TEXT EXCERPT>
* * * * * * *

Proposed mechanism of susceptibility and effect of treatment. Increased lysine accumulation associated with the catabolic state of fasting illness or lysine loading results in accumulation of glutaric acid in the context of GCDH deficiency. Increased glutarate accumulation in the brain and liver leads to Krebs cycle inhibition as proposed in Figure 6. In the liver, Krebs cycle inhibition leads to inhibition of gluconeogenesis resulting in hypoglycemia. Hypoglycemia stimulates the use of alternate energy substrates in the brain including ketone bodies and ketogenic amino acids. Increased brain lysine utilization leads to enhanced glutarate accumulation and Krebs cycle inhibition. Krebs cycle inhibition in the brain results in depletion of glutamate, GABA, and ATP, with subsequent neuronal injury. Homoarginine blocks brain lysine uptake and controls glutarate accumulation from the substrate level. Glucose supplementation prevents hypoglycemia and the demand for ketone bodies and ketogenic amino acids.

Recent evidence shows that glutaric acid has limited BBB permeability, suggesting de novo synthesis rather than diffusion or transport of glutaric acid into the brain (14). To confirm that glutaric acid is produced in the brain de novo from available lysine, we demonstrated that blocking brain lysine uptake with homoarginine decreased glutaric acid levels, resulting in reduced brain injury and increased survival. These findings are likely to have clinical relevance, since elevated brain glutaric acid levels and brain injury in GA-I patients occur despite the use of low lysine diets (4, 7). In the present study, controlling brain glutaric acid levels with homoarginine and glucose prevented encephalopathy, underscoring the importance of this strategy for treatment.

* * * * * * *

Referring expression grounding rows

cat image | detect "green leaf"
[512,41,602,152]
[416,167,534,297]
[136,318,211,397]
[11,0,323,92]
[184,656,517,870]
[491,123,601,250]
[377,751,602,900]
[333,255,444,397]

* * * * * * *

PARTS OF THE EXERCISE>
(A) Say whether each statement agrees with the text on glutaric acid, and give the deciding words of the text: (i) homoarginine blocks lysine uptake into the brain; (ii) glutaric acid passes freely across the BBB; (iii) in the liver, Krebs cycle inhibition leads to inhibition of gluconeogenesis.
(B) Quote the text on glutaric acid from "Recent evidence shows" to "strategy for treatment.".
The rows are not needed for any of this work.

ANSWERS TO THE EXERCISE>
(A)
(i) Yes: "Homoarginine blocks brain lysine uptake and controls glutarate accumulation from the substrate level."
(ii) No: "glutaric acid has limited BBB permeability"
(iii) Yes: "In the liver, Krebs cycle inhibition leads to inhibition of gluconeogenesis resulting in hypoglycemia."

(B)
Recent evidence shows that glutaric acid has limited BBB permeability, suggesting de novo synthesis rather than diffusion or transport of glutaric acid into the brain (14). To confirm that glutaric acid is produced in the brain de novo from available lysine, we demonstrated that blocking brain lysine uptake with homoarginine decreased glutaric acid levels, resulting in reduced brain injury and increased survival. These findings are likely to have clinical relevance, since elevated brain glutaric acid levels and brain injury in GA-I patients occur despite the use of low lysine diets (4, 7). In the present study, controlling brain glutaric acid levels with homoarginine and glucose prevented encephalopathy, underscoring the importance of this strategy for treatment.